## Assignment
Match the string "flamingo" against each line below, and copy every line that matches.

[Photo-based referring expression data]
+++++
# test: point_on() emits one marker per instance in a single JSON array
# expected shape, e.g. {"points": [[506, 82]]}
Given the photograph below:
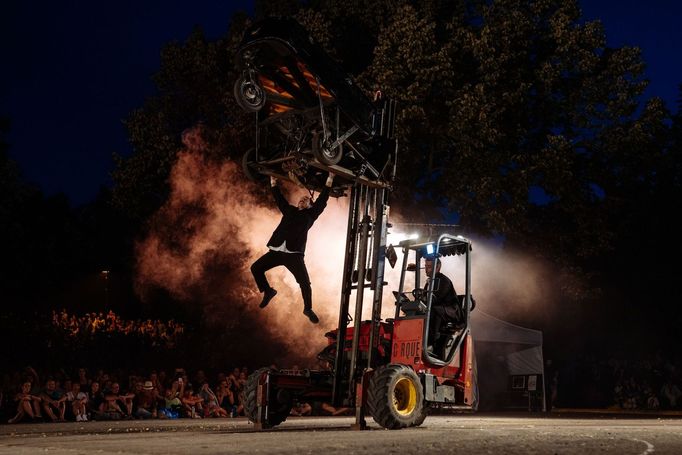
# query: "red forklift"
{"points": [[312, 119], [387, 369]]}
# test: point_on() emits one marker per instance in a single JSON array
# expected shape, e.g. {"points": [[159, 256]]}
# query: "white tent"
{"points": [[509, 363]]}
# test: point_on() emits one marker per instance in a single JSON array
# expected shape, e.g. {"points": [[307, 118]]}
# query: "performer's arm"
{"points": [[282, 203], [321, 202]]}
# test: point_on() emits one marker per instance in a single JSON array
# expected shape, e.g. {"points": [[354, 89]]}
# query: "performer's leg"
{"points": [[296, 266], [263, 264]]}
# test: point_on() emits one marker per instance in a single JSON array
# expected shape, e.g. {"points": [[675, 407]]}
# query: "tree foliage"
{"points": [[514, 114]]}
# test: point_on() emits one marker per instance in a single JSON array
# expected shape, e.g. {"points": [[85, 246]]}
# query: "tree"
{"points": [[194, 86], [515, 115]]}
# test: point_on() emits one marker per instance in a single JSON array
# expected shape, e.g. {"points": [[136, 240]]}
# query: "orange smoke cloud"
{"points": [[215, 225]]}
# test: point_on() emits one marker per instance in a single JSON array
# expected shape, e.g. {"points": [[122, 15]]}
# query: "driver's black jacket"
{"points": [[444, 301], [295, 223]]}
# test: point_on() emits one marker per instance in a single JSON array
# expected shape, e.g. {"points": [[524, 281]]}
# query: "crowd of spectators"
{"points": [[651, 383], [118, 396], [160, 394], [86, 328]]}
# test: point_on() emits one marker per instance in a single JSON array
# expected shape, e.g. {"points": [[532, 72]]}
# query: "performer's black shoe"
{"points": [[267, 296], [311, 315]]}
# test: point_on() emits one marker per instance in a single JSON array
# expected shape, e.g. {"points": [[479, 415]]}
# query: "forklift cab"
{"points": [[414, 309]]}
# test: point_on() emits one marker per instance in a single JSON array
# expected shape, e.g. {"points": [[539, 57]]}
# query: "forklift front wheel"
{"points": [[249, 95], [279, 404], [395, 397]]}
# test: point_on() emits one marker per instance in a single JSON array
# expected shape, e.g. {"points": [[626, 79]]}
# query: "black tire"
{"points": [[249, 95], [422, 416], [277, 412], [248, 161], [395, 398], [324, 156]]}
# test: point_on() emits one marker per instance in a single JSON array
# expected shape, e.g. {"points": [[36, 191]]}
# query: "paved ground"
{"points": [[471, 434]]}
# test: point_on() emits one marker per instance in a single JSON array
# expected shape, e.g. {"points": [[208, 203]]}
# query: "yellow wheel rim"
{"points": [[404, 396]]}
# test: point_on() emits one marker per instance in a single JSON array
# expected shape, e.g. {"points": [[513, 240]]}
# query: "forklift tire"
{"points": [[249, 95], [395, 398], [277, 413], [324, 156], [247, 162]]}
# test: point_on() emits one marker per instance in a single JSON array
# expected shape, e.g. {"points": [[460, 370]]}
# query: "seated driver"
{"points": [[444, 304]]}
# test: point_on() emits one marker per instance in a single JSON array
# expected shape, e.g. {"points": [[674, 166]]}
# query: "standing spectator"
{"points": [[27, 405], [54, 401], [78, 400]]}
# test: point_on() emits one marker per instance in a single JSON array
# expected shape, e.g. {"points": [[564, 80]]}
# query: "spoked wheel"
{"points": [[323, 154], [249, 94], [248, 162], [279, 404], [395, 397]]}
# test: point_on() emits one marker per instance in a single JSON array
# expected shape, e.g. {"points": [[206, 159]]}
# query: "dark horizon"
{"points": [[74, 79]]}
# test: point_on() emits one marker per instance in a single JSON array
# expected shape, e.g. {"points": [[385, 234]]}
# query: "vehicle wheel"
{"points": [[248, 160], [395, 398], [279, 404], [422, 416], [324, 155], [249, 95]]}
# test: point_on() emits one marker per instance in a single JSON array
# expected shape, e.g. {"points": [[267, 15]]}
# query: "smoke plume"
{"points": [[215, 224]]}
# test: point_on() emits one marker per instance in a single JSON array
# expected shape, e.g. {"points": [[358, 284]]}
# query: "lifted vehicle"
{"points": [[384, 367], [310, 116]]}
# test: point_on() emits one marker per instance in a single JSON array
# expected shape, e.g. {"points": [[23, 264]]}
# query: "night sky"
{"points": [[73, 70]]}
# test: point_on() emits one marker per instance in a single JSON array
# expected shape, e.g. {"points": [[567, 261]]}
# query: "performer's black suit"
{"points": [[444, 305], [292, 233]]}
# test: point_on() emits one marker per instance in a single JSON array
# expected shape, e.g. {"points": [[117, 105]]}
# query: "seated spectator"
{"points": [[96, 402], [210, 402], [192, 404], [83, 379], [172, 403], [28, 405], [226, 398], [145, 401], [54, 401], [78, 401], [117, 402]]}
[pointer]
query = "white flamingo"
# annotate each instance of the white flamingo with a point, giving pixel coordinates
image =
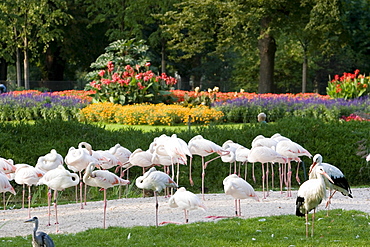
+++++
## Result of this task
query = "white flamingo"
# annotate each instance of the white flamingo with a point, giving pixel coordinates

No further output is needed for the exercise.